TASK STATEMENT:
Copy out exactly the lines from the one containing "as in [252,280]." to the end of the records below, both included, and nothing else.

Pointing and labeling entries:
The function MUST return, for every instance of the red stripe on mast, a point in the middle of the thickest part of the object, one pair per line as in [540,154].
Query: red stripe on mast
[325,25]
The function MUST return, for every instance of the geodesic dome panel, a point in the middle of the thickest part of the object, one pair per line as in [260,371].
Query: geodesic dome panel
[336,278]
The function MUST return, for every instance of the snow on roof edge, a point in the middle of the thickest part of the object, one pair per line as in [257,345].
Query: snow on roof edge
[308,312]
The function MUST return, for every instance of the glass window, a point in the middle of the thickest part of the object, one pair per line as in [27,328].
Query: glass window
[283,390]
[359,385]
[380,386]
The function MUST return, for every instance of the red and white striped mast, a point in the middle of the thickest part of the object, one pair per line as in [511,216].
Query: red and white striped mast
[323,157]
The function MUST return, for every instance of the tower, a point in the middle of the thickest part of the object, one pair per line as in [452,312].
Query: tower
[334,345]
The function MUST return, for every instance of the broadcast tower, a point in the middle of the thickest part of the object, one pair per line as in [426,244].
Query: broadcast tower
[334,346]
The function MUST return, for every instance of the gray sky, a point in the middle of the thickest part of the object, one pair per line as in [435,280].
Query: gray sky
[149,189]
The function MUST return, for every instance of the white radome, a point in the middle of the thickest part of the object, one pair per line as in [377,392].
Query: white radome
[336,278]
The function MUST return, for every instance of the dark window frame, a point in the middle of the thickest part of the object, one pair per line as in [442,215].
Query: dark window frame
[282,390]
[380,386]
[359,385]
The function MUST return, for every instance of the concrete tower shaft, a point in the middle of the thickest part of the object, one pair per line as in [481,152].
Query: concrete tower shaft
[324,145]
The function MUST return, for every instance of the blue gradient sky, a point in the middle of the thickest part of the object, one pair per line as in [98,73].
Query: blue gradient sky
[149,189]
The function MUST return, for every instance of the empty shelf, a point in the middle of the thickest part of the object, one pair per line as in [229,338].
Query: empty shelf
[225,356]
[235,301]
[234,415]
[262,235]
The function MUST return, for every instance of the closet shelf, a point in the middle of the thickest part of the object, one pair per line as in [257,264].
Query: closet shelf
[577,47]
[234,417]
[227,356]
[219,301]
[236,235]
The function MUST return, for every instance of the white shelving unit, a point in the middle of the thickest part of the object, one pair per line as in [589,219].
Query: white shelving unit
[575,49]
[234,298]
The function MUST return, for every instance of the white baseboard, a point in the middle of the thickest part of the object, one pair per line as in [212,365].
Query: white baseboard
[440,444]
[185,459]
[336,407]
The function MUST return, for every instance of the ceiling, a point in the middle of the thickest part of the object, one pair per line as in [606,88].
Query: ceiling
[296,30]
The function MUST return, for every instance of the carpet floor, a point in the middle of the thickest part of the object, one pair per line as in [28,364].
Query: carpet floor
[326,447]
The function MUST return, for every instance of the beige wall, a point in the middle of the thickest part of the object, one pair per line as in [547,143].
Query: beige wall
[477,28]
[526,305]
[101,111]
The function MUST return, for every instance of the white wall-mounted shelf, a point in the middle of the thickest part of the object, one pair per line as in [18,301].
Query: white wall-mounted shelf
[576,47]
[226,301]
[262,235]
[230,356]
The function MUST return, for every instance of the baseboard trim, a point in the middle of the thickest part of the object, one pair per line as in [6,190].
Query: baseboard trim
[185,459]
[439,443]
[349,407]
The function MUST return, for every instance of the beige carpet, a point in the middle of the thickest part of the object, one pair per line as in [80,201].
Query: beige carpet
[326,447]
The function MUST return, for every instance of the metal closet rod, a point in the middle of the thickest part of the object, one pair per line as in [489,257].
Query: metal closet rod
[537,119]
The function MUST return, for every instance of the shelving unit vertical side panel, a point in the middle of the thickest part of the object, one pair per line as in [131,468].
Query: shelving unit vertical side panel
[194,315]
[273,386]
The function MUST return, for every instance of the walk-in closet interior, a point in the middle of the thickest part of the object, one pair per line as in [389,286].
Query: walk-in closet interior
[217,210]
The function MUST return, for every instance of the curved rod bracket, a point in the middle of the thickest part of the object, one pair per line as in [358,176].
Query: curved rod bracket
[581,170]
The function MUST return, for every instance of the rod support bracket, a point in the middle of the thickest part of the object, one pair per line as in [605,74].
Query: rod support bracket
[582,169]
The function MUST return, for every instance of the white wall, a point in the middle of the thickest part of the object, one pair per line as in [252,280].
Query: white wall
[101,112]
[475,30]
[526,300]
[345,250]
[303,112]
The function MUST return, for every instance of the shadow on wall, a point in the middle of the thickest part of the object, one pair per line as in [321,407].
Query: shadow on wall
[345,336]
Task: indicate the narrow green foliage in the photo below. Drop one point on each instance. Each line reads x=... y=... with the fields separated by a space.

REPLY TO THE EXERCISE:
The function MUST return, for every instance of the white wall, a point in the middle of the thickest part of the object, one pair per line as in [252,280].
Query: white wall
[101,112]
[475,30]
[526,300]
[345,250]
[303,112]
The function MUST return, for every instance of the shadow on wall, a point in the middle of the thickest part of the object, one pair per line as in [321,407].
Query: shadow on wall
[345,336]
Task: indicate the narrow green foliage in the photo below. Drop one point on each instance. Each line reads x=... y=... with the fields separated by a space.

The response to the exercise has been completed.